* YOUR TASK
When you reach the line containing "Target: patterned gray pillow" in the entries below, start writing out each line exactly, and stop after the line containing "Reviewer note. Check that each instance of the gray wall".
── DATA
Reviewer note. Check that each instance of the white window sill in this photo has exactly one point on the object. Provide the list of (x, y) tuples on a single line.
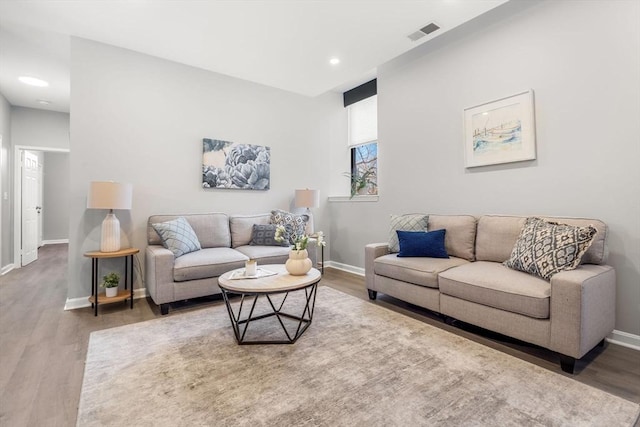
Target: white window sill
[(363, 198)]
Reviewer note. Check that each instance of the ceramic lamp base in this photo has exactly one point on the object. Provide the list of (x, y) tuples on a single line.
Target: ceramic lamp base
[(110, 241)]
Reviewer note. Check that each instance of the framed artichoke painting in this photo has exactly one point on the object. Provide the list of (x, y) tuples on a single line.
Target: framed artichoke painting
[(500, 131), (226, 164)]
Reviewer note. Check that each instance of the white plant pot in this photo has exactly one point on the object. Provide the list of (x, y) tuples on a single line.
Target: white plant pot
[(298, 263)]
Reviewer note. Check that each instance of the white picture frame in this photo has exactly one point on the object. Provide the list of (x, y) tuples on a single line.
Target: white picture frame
[(500, 131)]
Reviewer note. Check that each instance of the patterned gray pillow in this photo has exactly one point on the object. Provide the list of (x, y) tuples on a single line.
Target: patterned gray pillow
[(545, 248), (177, 236), (264, 235), (409, 222), (296, 225)]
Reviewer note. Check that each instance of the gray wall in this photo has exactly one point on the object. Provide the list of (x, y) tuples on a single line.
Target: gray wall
[(141, 120), (587, 103), (6, 186), (55, 220), (39, 128)]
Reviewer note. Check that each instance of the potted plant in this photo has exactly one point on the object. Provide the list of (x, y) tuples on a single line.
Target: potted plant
[(299, 263), (110, 283)]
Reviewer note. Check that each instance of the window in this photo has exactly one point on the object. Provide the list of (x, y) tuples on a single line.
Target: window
[(363, 144)]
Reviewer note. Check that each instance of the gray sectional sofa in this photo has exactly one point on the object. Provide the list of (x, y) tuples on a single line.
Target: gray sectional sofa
[(570, 314), (225, 241)]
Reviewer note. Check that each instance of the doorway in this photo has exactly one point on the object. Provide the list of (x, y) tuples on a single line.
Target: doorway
[(28, 206)]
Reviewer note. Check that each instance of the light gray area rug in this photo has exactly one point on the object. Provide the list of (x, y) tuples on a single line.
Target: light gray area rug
[(358, 364)]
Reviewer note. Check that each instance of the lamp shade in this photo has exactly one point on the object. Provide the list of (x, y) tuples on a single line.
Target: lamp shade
[(307, 198), (109, 195)]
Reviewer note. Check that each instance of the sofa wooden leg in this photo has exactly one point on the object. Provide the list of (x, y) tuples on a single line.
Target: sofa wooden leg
[(567, 363), (164, 309)]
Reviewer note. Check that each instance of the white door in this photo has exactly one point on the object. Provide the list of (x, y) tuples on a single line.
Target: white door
[(40, 202), (29, 207)]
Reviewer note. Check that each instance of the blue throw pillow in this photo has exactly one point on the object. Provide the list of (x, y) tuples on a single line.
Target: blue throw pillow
[(422, 244)]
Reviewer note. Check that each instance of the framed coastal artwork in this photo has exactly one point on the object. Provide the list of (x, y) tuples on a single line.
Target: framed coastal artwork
[(226, 164), (500, 131)]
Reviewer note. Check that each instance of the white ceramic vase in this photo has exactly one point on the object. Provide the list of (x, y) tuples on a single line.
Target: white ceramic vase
[(298, 263)]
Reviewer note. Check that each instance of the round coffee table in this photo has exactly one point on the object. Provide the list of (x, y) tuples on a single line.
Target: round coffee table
[(282, 282)]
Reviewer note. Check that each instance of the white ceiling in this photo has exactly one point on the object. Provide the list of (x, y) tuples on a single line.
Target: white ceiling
[(285, 44)]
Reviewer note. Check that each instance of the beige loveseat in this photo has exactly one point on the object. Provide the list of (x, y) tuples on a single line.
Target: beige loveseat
[(225, 241), (570, 314)]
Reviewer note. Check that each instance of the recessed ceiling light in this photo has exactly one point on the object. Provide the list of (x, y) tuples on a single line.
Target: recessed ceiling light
[(33, 81)]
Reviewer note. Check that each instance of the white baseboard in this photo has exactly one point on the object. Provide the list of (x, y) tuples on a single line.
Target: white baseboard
[(7, 268), (82, 302), (625, 339), (54, 242), (345, 267)]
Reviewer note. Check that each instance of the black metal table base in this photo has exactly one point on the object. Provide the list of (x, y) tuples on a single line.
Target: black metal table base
[(304, 320)]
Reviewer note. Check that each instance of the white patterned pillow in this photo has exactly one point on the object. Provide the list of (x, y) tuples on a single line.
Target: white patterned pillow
[(177, 236), (409, 222), (296, 225), (545, 248)]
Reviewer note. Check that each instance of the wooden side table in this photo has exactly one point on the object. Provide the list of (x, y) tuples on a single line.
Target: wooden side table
[(95, 256)]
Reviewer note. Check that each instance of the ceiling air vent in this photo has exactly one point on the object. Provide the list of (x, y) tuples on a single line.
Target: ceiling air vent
[(428, 29)]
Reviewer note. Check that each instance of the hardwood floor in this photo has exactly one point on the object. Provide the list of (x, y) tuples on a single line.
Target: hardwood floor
[(43, 347)]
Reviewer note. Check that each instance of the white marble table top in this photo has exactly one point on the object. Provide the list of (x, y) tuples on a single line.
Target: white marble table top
[(280, 282)]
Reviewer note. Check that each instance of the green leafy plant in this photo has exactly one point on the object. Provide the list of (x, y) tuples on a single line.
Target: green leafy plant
[(111, 280), (361, 179)]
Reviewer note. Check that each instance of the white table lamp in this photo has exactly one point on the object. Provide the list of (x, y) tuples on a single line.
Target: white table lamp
[(308, 199), (109, 195)]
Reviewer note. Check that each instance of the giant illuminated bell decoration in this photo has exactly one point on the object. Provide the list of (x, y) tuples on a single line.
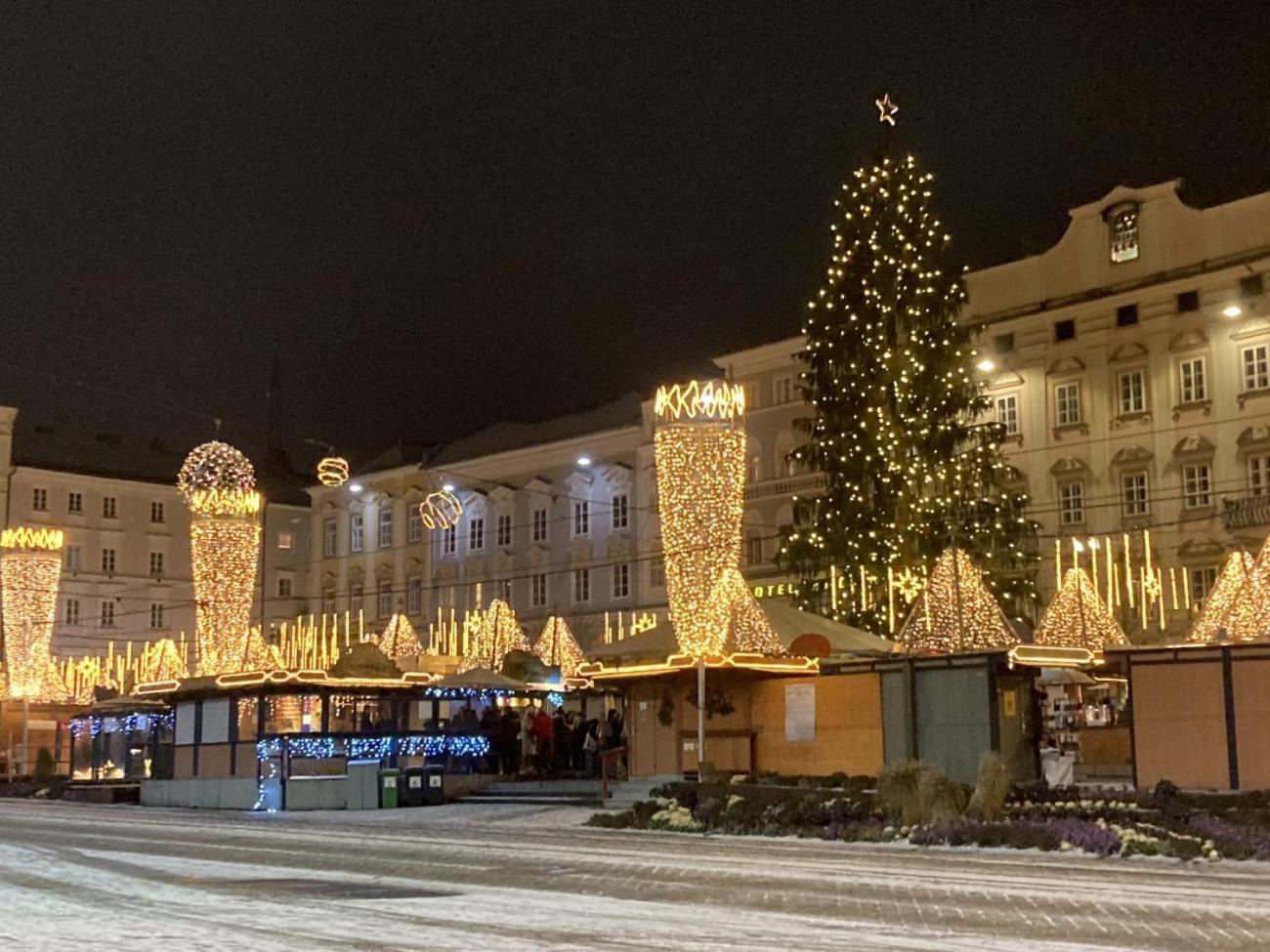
────
* TASK OUTPUT
Target: patterned gray pillow
[(545, 248), (177, 236), (264, 235), (409, 222), (296, 225)]
Reviewer note. Check that each instance of the gray wall in this photo has exactly one point on the object. Provide the list of (x, y) tuples on a single line.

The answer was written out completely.